[SUPPLIED RECORDS — start]

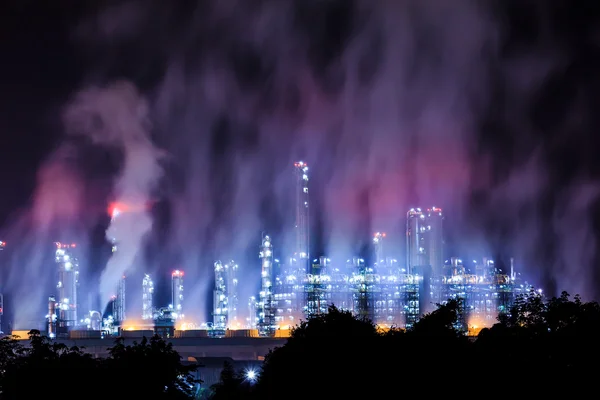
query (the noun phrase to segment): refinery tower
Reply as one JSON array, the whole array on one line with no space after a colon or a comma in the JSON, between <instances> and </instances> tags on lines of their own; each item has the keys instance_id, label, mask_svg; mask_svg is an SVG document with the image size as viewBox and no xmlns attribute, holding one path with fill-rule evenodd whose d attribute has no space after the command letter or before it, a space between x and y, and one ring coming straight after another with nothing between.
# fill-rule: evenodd
<instances>
[{"instance_id":1,"label":"refinery tower","mask_svg":"<svg viewBox=\"0 0 600 400\"><path fill-rule=\"evenodd\" d=\"M125 275L123 275L117 284L117 294L112 297L112 317L115 326L120 326L127 318L125 315L125 280Z\"/></svg>"},{"instance_id":2,"label":"refinery tower","mask_svg":"<svg viewBox=\"0 0 600 400\"><path fill-rule=\"evenodd\" d=\"M294 163L296 173L296 243L294 258L298 268L303 272L309 271L309 222L308 222L308 165L303 161Z\"/></svg>"},{"instance_id":3,"label":"refinery tower","mask_svg":"<svg viewBox=\"0 0 600 400\"><path fill-rule=\"evenodd\" d=\"M154 318L154 282L150 275L144 274L142 279L142 319L149 320Z\"/></svg>"},{"instance_id":4,"label":"refinery tower","mask_svg":"<svg viewBox=\"0 0 600 400\"><path fill-rule=\"evenodd\" d=\"M406 215L406 268L421 277L420 313L435 310L441 298L444 273L442 209L411 208Z\"/></svg>"},{"instance_id":5,"label":"refinery tower","mask_svg":"<svg viewBox=\"0 0 600 400\"><path fill-rule=\"evenodd\" d=\"M183 271L175 270L171 274L171 305L173 317L183 319Z\"/></svg>"},{"instance_id":6,"label":"refinery tower","mask_svg":"<svg viewBox=\"0 0 600 400\"><path fill-rule=\"evenodd\" d=\"M72 328L78 321L79 261L76 244L56 242L54 261L58 266L58 327Z\"/></svg>"}]
</instances>

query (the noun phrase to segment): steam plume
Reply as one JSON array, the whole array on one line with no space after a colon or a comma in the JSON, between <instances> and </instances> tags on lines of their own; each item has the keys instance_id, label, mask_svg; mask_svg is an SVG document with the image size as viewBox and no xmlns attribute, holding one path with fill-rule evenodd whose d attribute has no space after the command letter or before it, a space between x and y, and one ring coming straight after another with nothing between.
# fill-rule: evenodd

[SUPPLIED RECORDS — finish]

EXERCISE AIM
Scan the data for lines containing "query" and copy all of them.

SOLUTION
query (the noun phrase to segment): refinery tower
query (the noun phrase to segment): steam plume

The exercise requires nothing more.